Check the records below for the word "window" and state how many lines contain it, replying with the number only.
*** Opening of Data to use ***
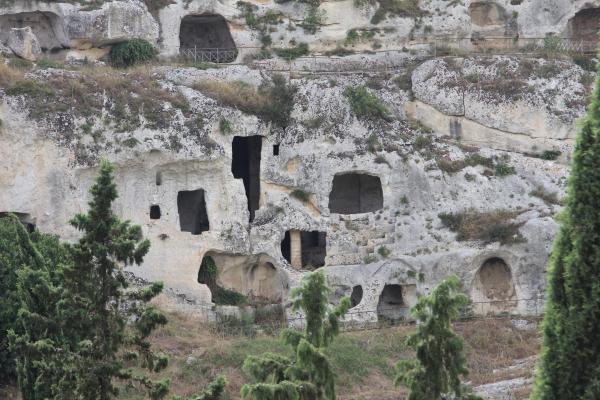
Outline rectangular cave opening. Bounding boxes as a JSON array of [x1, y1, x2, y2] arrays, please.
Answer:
[[232, 135, 262, 222], [150, 205, 161, 220], [328, 173, 383, 214], [177, 189, 209, 235], [280, 230, 326, 270]]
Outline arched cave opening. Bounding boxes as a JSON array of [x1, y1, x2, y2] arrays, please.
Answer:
[[350, 285, 363, 308], [179, 14, 237, 62], [468, 1, 507, 27], [0, 212, 36, 233], [199, 253, 284, 304], [472, 257, 517, 314], [328, 173, 383, 214], [568, 8, 600, 49], [177, 189, 209, 234], [377, 284, 415, 321], [281, 230, 326, 270], [232, 136, 262, 222], [0, 12, 68, 52]]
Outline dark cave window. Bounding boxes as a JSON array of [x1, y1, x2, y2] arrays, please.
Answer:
[[232, 136, 262, 222], [328, 173, 383, 214], [177, 189, 209, 234], [150, 205, 161, 220]]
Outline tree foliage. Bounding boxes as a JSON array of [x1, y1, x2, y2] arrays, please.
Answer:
[[530, 55, 600, 400], [9, 160, 169, 400], [241, 271, 350, 400], [394, 276, 481, 400], [110, 39, 156, 68]]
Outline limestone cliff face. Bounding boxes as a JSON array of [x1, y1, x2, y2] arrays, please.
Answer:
[[0, 0, 591, 322], [0, 51, 575, 321]]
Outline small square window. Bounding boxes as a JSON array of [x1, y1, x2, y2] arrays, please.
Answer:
[[150, 205, 161, 219]]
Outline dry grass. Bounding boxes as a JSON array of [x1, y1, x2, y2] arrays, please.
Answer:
[[193, 80, 266, 114], [456, 319, 541, 385], [438, 209, 526, 244], [0, 60, 25, 88], [2, 314, 541, 400]]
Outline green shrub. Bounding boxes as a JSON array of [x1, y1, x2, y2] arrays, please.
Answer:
[[259, 73, 297, 127], [290, 189, 309, 202], [343, 86, 391, 121], [219, 118, 232, 134], [539, 150, 561, 160], [412, 135, 432, 151], [494, 162, 516, 177], [573, 55, 596, 72], [542, 35, 561, 58], [377, 246, 391, 258], [110, 39, 156, 67], [300, 6, 323, 34], [274, 43, 309, 59]]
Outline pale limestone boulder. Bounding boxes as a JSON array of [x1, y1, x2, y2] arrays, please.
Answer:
[[8, 27, 41, 61]]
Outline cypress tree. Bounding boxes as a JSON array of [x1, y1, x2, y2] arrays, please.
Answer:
[[59, 159, 169, 400], [0, 215, 47, 384], [241, 270, 350, 400], [530, 58, 600, 400], [395, 275, 481, 400]]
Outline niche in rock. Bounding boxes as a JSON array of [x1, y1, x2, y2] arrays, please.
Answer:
[[0, 12, 68, 51], [469, 2, 507, 27], [281, 230, 326, 270], [0, 212, 36, 232], [150, 205, 161, 220], [232, 136, 262, 222], [377, 284, 415, 321], [179, 14, 237, 62], [200, 252, 285, 304], [177, 189, 209, 234], [350, 285, 363, 308], [471, 257, 517, 314], [328, 173, 383, 214], [568, 8, 600, 48]]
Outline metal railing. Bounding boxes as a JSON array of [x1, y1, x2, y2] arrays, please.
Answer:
[[179, 47, 238, 63], [208, 297, 545, 337]]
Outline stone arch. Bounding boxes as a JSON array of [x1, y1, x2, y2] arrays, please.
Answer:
[[179, 14, 237, 62], [471, 257, 517, 314], [377, 284, 415, 321], [0, 11, 69, 52], [201, 251, 285, 304], [469, 2, 507, 27], [328, 173, 383, 214]]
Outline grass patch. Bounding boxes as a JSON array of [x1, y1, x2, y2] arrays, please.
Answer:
[[343, 85, 391, 121], [274, 43, 309, 60], [494, 162, 516, 177], [438, 209, 525, 244], [194, 74, 296, 127], [7, 57, 33, 70], [530, 186, 561, 206], [219, 118, 232, 134], [110, 39, 157, 68], [370, 0, 426, 24]]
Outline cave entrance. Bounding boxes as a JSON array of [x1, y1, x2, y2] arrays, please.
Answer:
[[0, 12, 68, 52], [328, 173, 383, 214], [568, 8, 600, 51], [179, 14, 237, 63], [0, 212, 36, 233], [469, 2, 507, 27], [350, 285, 363, 308], [377, 284, 415, 321], [281, 230, 326, 270], [200, 252, 284, 304], [232, 136, 262, 222], [177, 189, 209, 234], [472, 257, 517, 314]]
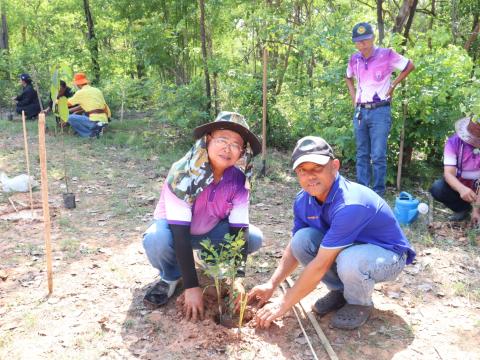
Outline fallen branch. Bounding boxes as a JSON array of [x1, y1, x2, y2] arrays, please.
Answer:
[[8, 197, 18, 212]]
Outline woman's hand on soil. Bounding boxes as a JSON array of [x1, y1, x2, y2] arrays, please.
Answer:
[[254, 298, 288, 329], [183, 287, 204, 322], [459, 186, 476, 203], [247, 281, 275, 307]]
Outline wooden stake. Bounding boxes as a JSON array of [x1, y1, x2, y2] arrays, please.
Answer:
[[396, 99, 407, 191], [286, 277, 339, 360], [21, 111, 35, 219], [260, 47, 268, 176], [38, 113, 53, 294], [280, 282, 319, 360]]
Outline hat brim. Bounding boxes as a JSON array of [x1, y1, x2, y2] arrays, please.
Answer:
[[353, 34, 374, 42], [455, 117, 480, 148], [292, 154, 331, 170], [193, 120, 262, 156], [74, 79, 89, 86]]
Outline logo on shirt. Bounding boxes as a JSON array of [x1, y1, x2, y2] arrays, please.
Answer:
[[307, 215, 319, 220], [357, 26, 366, 34]]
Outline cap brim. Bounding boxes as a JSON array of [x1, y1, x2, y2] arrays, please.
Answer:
[[353, 34, 374, 42], [292, 154, 331, 170], [193, 120, 262, 156], [455, 117, 480, 148]]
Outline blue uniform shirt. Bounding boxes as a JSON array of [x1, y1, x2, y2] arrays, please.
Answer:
[[292, 174, 416, 264]]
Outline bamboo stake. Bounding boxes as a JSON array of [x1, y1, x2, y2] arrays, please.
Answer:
[[280, 282, 319, 360], [260, 47, 268, 176], [38, 113, 53, 294], [21, 111, 35, 219], [286, 277, 338, 360]]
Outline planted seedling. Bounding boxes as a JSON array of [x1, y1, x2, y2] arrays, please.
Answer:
[[200, 231, 246, 327]]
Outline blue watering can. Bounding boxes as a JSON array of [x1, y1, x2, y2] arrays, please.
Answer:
[[394, 192, 419, 225]]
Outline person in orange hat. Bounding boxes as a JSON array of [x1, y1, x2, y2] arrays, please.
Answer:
[[430, 116, 480, 224], [66, 73, 111, 138]]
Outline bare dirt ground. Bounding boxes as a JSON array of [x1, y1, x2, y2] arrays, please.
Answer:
[[1, 120, 479, 360]]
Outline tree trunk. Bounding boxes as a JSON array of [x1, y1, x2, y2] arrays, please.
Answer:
[[198, 0, 211, 114], [376, 0, 384, 45], [427, 0, 435, 49], [83, 0, 100, 83], [464, 14, 480, 52], [0, 12, 8, 50], [207, 31, 219, 115], [401, 0, 418, 47], [393, 0, 413, 33]]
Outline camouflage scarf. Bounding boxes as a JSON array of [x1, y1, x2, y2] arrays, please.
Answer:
[[166, 136, 254, 204]]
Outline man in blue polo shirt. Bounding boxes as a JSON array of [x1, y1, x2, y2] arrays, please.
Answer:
[[249, 136, 415, 329]]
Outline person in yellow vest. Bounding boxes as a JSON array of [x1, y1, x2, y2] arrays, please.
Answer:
[[67, 73, 111, 138]]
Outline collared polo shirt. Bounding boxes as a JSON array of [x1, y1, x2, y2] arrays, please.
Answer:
[[154, 166, 249, 235], [346, 47, 410, 104], [292, 174, 416, 264], [444, 134, 480, 180]]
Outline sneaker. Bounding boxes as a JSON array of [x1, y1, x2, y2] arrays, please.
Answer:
[[448, 209, 470, 221], [143, 279, 179, 308]]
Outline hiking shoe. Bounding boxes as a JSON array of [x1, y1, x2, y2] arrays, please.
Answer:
[[449, 209, 470, 221], [312, 290, 346, 317], [330, 304, 373, 330], [143, 279, 179, 308]]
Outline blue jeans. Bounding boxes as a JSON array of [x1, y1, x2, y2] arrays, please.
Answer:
[[353, 105, 392, 196], [68, 114, 99, 137], [290, 227, 406, 306], [143, 219, 263, 282]]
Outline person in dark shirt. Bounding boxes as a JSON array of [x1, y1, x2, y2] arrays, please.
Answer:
[[13, 73, 42, 119]]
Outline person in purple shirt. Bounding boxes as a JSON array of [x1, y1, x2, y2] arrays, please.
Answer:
[[249, 136, 415, 330], [430, 116, 480, 223], [345, 22, 415, 196], [142, 112, 263, 322]]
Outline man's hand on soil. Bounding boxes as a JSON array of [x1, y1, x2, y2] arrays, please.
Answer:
[[247, 281, 275, 307], [254, 298, 288, 329], [183, 287, 204, 322], [471, 208, 480, 228]]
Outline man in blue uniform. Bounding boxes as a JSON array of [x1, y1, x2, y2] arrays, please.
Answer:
[[249, 136, 415, 329]]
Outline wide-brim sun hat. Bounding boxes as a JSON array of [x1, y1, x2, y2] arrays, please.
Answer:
[[193, 111, 262, 156], [455, 117, 480, 148]]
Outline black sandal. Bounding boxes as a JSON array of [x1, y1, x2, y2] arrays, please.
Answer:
[[143, 280, 177, 309], [312, 291, 346, 317]]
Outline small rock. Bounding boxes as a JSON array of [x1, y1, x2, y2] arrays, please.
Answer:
[[436, 291, 445, 298], [417, 283, 433, 292], [387, 291, 400, 299], [295, 336, 307, 345], [0, 270, 8, 281]]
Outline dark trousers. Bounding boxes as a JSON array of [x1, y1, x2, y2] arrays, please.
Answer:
[[429, 178, 472, 212]]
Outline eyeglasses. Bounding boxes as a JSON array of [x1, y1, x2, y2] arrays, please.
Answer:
[[211, 137, 244, 153]]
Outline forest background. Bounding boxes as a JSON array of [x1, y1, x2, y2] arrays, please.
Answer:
[[0, 0, 479, 185]]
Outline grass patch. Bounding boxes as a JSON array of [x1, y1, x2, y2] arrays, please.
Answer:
[[60, 238, 81, 257]]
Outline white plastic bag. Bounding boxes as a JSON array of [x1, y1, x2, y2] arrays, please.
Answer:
[[0, 172, 39, 192]]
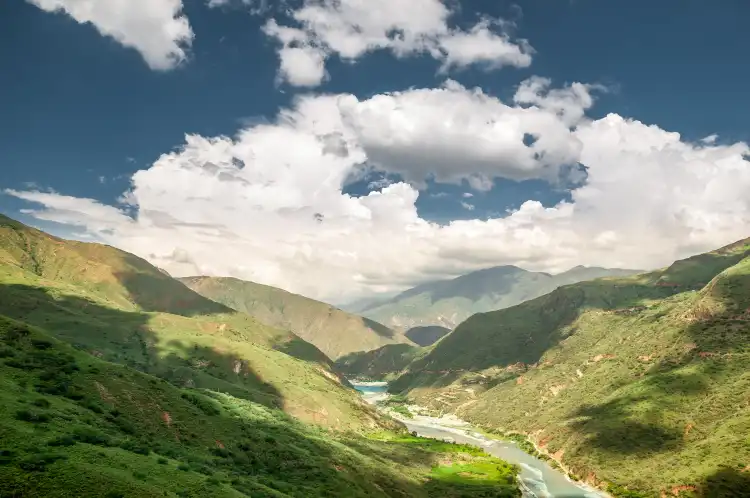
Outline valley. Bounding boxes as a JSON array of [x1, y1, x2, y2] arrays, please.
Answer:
[[0, 214, 526, 497], [383, 238, 750, 496]]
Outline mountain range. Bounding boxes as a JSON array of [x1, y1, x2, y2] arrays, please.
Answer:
[[355, 265, 642, 330], [0, 213, 522, 497], [384, 237, 750, 495], [4, 211, 750, 496], [179, 276, 413, 361]]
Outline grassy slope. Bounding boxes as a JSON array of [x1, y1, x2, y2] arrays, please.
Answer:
[[179, 276, 413, 361], [0, 215, 378, 429], [393, 239, 750, 495], [335, 344, 426, 382], [0, 315, 521, 497], [361, 265, 641, 330]]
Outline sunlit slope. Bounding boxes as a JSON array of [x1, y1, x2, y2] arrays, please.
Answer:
[[394, 238, 750, 494], [0, 214, 376, 429], [0, 315, 521, 497], [180, 276, 413, 361]]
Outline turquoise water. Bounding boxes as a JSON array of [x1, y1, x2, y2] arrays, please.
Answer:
[[351, 380, 603, 498], [352, 384, 388, 394]]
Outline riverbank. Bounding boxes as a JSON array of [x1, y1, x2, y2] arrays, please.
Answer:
[[351, 382, 608, 498]]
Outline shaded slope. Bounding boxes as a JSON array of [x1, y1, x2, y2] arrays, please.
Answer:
[[0, 315, 521, 497], [335, 344, 425, 381], [179, 276, 413, 360], [0, 215, 374, 429], [361, 265, 641, 330], [405, 326, 451, 347], [393, 238, 750, 495]]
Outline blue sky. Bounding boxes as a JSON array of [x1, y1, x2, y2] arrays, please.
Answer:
[[2, 0, 750, 301]]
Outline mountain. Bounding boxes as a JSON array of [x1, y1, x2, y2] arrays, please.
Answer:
[[404, 326, 452, 346], [360, 265, 642, 330], [390, 238, 750, 495], [0, 316, 521, 497], [0, 214, 371, 429], [179, 276, 414, 361], [334, 344, 425, 381]]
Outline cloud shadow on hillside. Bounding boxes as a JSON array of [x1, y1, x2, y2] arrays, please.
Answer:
[[362, 316, 400, 339], [564, 266, 750, 457], [392, 280, 679, 392], [0, 282, 283, 411]]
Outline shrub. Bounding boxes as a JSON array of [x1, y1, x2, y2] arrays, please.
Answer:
[[119, 439, 150, 455], [177, 463, 191, 472], [181, 391, 220, 416], [81, 400, 104, 413], [0, 450, 15, 465], [157, 457, 169, 465], [4, 325, 30, 342], [15, 409, 51, 423], [47, 435, 77, 447], [72, 427, 112, 446], [31, 339, 53, 350], [32, 398, 51, 408], [18, 452, 67, 472]]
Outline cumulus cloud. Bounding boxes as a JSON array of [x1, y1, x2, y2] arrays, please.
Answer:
[[7, 82, 750, 304], [338, 79, 597, 188], [27, 0, 193, 70], [259, 0, 532, 86]]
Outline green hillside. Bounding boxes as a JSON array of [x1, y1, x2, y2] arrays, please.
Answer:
[[0, 314, 521, 497], [391, 238, 750, 495], [361, 265, 641, 330], [335, 344, 426, 381], [0, 214, 375, 429], [179, 276, 413, 361]]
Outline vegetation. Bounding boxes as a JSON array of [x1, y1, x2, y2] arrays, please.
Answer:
[[335, 344, 425, 381], [390, 237, 750, 495], [0, 214, 522, 496], [0, 214, 380, 430], [0, 315, 521, 497], [179, 276, 413, 361], [359, 264, 641, 330], [367, 433, 520, 497]]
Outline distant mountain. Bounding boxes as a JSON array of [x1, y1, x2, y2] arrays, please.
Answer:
[[0, 213, 522, 497], [360, 265, 642, 329], [390, 237, 750, 494], [179, 276, 414, 361], [404, 325, 452, 346]]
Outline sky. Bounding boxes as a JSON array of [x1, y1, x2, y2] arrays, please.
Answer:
[[2, 0, 750, 304]]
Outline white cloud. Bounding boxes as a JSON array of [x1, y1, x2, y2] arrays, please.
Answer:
[[462, 192, 474, 198], [277, 46, 328, 87], [338, 79, 596, 188], [437, 19, 532, 72], [260, 0, 532, 86], [701, 134, 718, 144], [27, 0, 193, 70], [7, 81, 750, 304], [460, 202, 475, 211]]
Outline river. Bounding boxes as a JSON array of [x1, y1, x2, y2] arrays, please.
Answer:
[[351, 382, 605, 498]]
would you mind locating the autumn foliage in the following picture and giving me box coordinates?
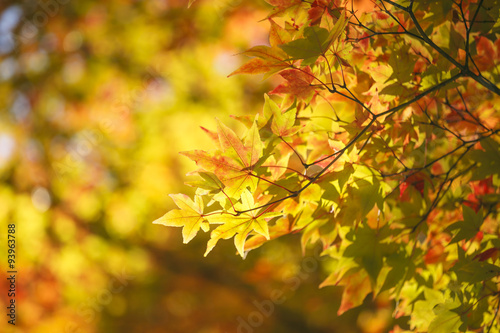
[155,0,500,331]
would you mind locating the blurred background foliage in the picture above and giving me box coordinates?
[0,1,387,332]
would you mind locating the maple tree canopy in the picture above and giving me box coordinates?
[155,0,500,331]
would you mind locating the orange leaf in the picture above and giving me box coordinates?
[269,19,292,46]
[473,36,497,71]
[228,58,288,76]
[266,0,301,9]
[229,45,290,78]
[269,67,316,101]
[242,45,289,61]
[200,126,221,148]
[337,270,372,315]
[424,242,446,264]
[180,149,258,198]
[308,5,325,26]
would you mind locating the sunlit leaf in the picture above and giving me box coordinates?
[153,194,208,243]
[204,189,282,257]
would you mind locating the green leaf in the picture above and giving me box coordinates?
[468,138,500,180]
[337,163,354,190]
[243,121,264,168]
[412,288,450,330]
[279,26,331,65]
[263,93,281,121]
[446,206,483,243]
[344,223,395,283]
[328,10,347,45]
[185,172,225,193]
[380,82,405,96]
[271,107,300,137]
[356,178,382,216]
[453,259,500,284]
[428,310,462,333]
[451,247,500,284]
[386,45,417,83]
[243,45,289,61]
[469,2,498,34]
[379,252,411,294]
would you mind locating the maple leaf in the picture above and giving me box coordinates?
[473,36,497,71]
[185,171,225,194]
[344,223,395,284]
[272,107,301,137]
[446,205,484,243]
[228,46,290,78]
[386,45,417,83]
[228,58,289,76]
[263,154,292,181]
[218,118,264,170]
[399,172,429,201]
[181,150,258,199]
[278,10,347,65]
[308,3,325,25]
[269,19,292,47]
[244,217,293,251]
[266,0,300,9]
[336,270,372,315]
[265,0,302,18]
[279,26,331,65]
[242,45,289,60]
[264,94,302,137]
[153,194,209,244]
[269,67,316,103]
[473,247,499,262]
[181,119,264,198]
[204,189,283,257]
[200,126,221,148]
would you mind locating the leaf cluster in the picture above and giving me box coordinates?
[156,0,500,331]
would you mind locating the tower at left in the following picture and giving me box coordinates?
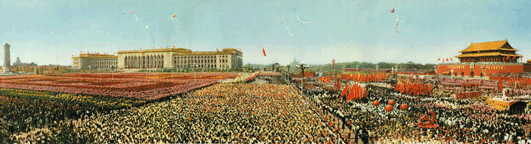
[3,43,10,72]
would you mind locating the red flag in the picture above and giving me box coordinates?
[113,52,115,54]
[263,48,267,56]
[172,45,176,48]
[140,47,141,49]
[521,56,523,63]
[446,58,448,61]
[339,84,350,98]
[80,51,82,53]
[72,55,73,57]
[450,58,453,61]
[346,86,356,102]
[438,58,440,61]
[216,48,219,52]
[513,55,516,59]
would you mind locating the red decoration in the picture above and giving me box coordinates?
[385,105,393,112]
[388,100,395,106]
[400,104,408,110]
[373,100,380,106]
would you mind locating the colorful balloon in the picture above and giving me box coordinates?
[146,26,148,29]
[385,105,393,112]
[373,100,380,106]
[391,8,394,13]
[173,14,176,18]
[400,104,408,110]
[281,20,284,23]
[132,10,135,13]
[388,100,395,106]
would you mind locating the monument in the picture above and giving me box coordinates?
[3,43,10,72]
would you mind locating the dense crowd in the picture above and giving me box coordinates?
[9,84,347,143]
[311,84,530,143]
[3,73,531,143]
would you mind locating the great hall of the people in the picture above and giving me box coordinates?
[72,48,243,70]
*** Close of Data to use ***
## Written reply
2